→ **Task brief**
Can you continue the news article about Ranbaxy's glass-particle investigation from where it stops, keeping it separate from the lines that follow it?

─── Document section ───

Ranbaxy probes reactor in India as source of recall

Ranbaxy Laboratories is investigating whether splintered glass from the lining of a reactor at a plant in India is the source of particles found in the raw ingredients for generic Lipitor that were delivered to a Ranbaxy plant in the U.S. where the pills are finished. 

Venkat Krishnan, who heads Ranbaxy's Americas business, told The Wall Street Journal that the company is looking into one of the glass-lined reactors at an active pharmaceutical ingredient plant in Toansa, India, which makes some of the ingredients for Ranbaxy's atorvastatin. Some of the pills are manufactured in India and some at a plant in New Brunswick, NJ, Krishnan told the newspaper. He said a quality check on the raw ingredient at the New Brunswick plant in late September discovered the foreign particles, and so the company notified the FDA. An independent lab identified them as glass.

─── Record extracts ───

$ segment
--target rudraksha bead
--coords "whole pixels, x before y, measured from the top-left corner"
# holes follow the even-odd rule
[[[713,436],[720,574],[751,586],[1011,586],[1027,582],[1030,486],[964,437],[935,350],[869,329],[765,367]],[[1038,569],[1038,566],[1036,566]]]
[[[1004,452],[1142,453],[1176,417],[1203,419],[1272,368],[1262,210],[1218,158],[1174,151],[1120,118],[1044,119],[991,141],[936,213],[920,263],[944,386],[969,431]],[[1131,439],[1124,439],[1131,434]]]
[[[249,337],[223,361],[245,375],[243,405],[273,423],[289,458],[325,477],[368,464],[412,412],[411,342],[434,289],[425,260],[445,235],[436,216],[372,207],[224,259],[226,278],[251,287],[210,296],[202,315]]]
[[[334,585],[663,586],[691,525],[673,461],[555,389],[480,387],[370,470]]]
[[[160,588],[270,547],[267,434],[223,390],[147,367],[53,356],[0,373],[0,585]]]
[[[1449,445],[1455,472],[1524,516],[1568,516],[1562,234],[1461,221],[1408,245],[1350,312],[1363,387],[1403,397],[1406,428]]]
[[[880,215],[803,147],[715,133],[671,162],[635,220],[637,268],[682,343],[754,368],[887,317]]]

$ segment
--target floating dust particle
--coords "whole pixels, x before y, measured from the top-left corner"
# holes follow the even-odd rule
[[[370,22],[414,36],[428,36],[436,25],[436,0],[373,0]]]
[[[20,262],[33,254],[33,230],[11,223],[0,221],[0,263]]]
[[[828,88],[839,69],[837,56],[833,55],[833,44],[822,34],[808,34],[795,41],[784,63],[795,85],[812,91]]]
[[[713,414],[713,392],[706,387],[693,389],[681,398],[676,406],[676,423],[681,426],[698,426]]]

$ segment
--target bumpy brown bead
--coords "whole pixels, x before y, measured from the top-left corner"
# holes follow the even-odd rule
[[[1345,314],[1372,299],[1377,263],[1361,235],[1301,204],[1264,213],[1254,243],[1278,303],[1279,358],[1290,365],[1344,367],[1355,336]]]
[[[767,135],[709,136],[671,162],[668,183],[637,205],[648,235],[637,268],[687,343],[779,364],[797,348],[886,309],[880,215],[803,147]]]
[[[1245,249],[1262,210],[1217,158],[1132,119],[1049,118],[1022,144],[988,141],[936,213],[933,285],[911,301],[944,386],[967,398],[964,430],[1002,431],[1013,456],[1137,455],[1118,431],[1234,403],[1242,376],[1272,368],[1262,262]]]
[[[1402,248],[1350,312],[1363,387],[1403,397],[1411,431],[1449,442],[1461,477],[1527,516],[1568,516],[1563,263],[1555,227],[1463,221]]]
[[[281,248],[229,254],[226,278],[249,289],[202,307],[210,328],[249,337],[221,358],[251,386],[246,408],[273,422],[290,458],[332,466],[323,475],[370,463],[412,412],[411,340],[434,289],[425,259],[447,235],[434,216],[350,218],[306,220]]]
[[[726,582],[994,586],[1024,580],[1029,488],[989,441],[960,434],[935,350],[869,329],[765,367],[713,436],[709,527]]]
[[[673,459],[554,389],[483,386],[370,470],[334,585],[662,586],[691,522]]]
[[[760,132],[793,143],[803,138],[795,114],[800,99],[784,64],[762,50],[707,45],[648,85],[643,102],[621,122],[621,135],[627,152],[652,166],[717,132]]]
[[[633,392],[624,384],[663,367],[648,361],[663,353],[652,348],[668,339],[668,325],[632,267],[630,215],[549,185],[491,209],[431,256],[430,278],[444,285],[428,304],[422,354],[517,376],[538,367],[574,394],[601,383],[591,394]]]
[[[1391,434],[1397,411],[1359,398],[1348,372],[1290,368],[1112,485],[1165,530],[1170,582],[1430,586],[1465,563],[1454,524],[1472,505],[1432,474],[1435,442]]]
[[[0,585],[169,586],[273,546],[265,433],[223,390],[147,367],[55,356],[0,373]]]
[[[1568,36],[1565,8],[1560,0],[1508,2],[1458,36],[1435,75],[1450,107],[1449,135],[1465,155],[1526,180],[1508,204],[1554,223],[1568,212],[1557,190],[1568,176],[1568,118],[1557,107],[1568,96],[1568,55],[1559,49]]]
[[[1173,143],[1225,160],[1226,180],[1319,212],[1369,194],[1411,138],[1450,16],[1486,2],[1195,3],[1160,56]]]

───

→ **Result**
The company then undertook a recall of 41 lots, most of which Krishnan said never made it beyond the wholesale level. The company started the recall in early November, but a notice did not go out to the public until two weeks later. Last week, the FDA said Ranbaxy was halting production while it determined where the problem originated.

Ranbaxy did tell the newspaper that it has received one report of an adverse event but does not yet know if it is tied to the recalled product. A lawsuit has also been filed against the generics maker over the recall.